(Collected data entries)

────

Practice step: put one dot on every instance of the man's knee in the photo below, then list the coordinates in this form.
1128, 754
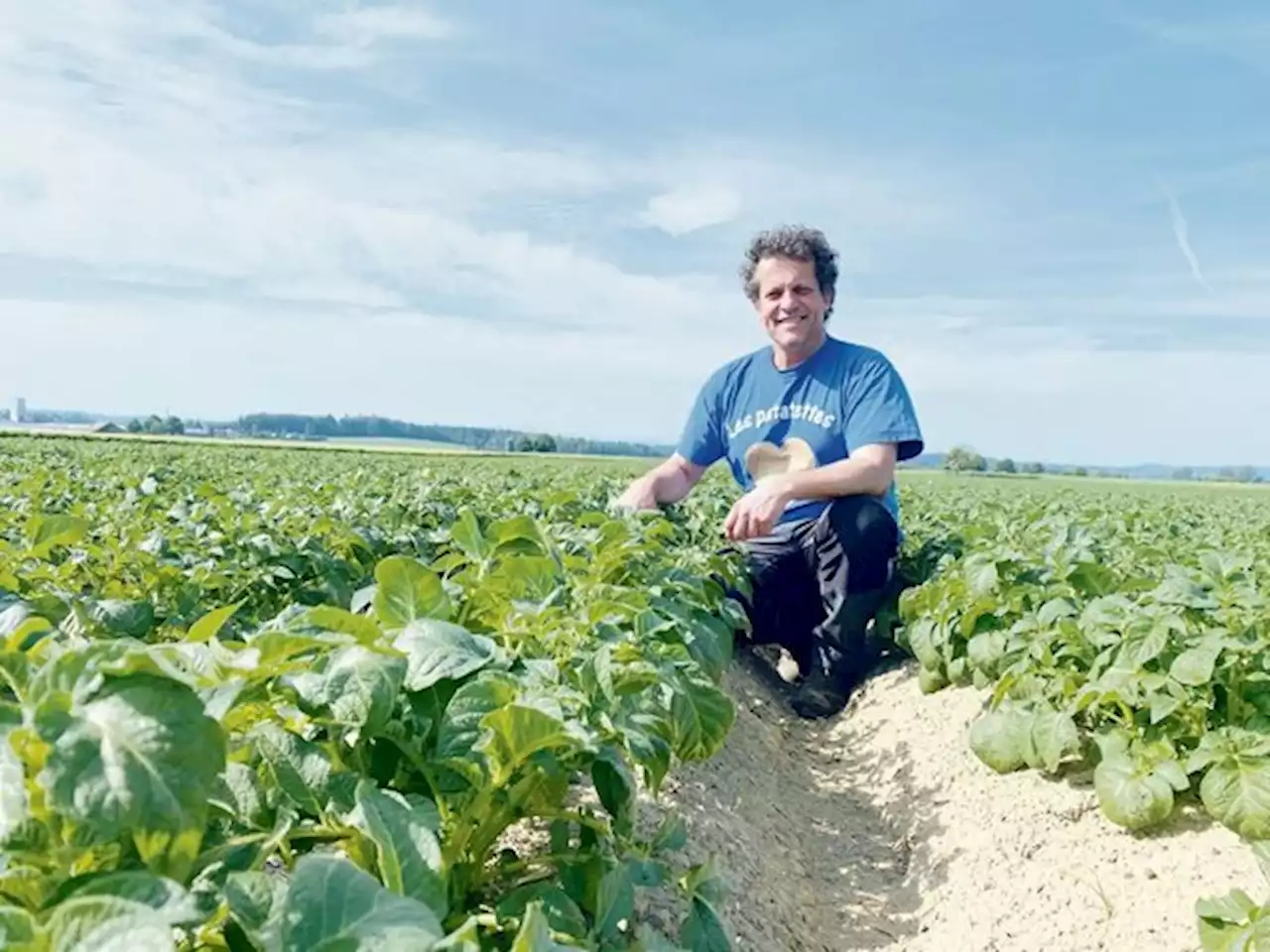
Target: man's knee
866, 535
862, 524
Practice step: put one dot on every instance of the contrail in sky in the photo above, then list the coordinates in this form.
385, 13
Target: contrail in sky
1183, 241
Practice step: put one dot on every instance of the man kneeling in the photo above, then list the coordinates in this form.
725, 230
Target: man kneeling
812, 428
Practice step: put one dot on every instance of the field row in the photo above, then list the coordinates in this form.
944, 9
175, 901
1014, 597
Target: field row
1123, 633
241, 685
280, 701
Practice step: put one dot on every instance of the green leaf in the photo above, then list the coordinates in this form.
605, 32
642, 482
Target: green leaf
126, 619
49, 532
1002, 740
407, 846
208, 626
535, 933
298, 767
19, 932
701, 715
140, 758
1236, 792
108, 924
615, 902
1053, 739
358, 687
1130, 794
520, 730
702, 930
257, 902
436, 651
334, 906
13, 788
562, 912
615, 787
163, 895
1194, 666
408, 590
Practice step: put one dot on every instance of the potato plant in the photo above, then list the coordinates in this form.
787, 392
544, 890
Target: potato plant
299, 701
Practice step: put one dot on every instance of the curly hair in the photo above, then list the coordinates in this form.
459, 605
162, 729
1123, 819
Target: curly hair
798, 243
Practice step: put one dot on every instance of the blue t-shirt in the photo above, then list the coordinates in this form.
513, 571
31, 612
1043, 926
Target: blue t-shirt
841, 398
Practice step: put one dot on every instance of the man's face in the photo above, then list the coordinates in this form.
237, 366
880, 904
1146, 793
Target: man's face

────

Each record is to be written out exactly. No picture goes in.

■ **Response below**
Practice step: put one dot on every instance of the man's knee in the photo below, then list the coordinates in this form.
1128, 754
Target: man's knee
866, 535
862, 524
Practice step: put one dot on every instance of the contrail in sky in the photo above, then list the coordinates in this form.
385, 13
Target: contrail in sky
1183, 241
Practice step: put one dot on every instance of the man kneeling in the photo above, then list the coordinates in this form.
725, 230
Target: man kneeling
812, 428
Practice step: put one dot on every instance of the field row in the photo above, then list the coordinates in this form.
944, 9
175, 901
1014, 597
Target: field row
1123, 633
241, 685
280, 701
Practice step: put one dot on every instance of the green leaf in the photo above, then list the coordinates in this form.
605, 32
642, 482
Target: green leaf
126, 619
49, 532
1002, 740
407, 846
208, 626
535, 933
298, 767
19, 932
701, 715
140, 758
1236, 792
108, 924
615, 902
1053, 739
358, 687
1130, 794
520, 730
702, 930
257, 902
436, 651
334, 906
13, 788
562, 912
615, 787
163, 895
1194, 666
408, 590
Practice step: put one dot on every instance of the potato plant in the photo above, then list the coordinates in this form.
787, 392
544, 890
Target: potato plant
299, 701
Practice step: put one dot on every instance of the curly hair in the photo above, then list the coordinates in this form.
459, 605
162, 729
1123, 819
Target: curly hair
798, 243
Practice step: put one dot on every instance of the blue t-shirt in the photo above, then list the coordinates in this form.
513, 571
31, 612
1043, 926
Target: blue t-shirt
841, 398
Practice step: put one dot on every instance of the man's face in the photo above, then list the coordinates in this form.
237, 366
880, 904
1146, 793
Target: man's face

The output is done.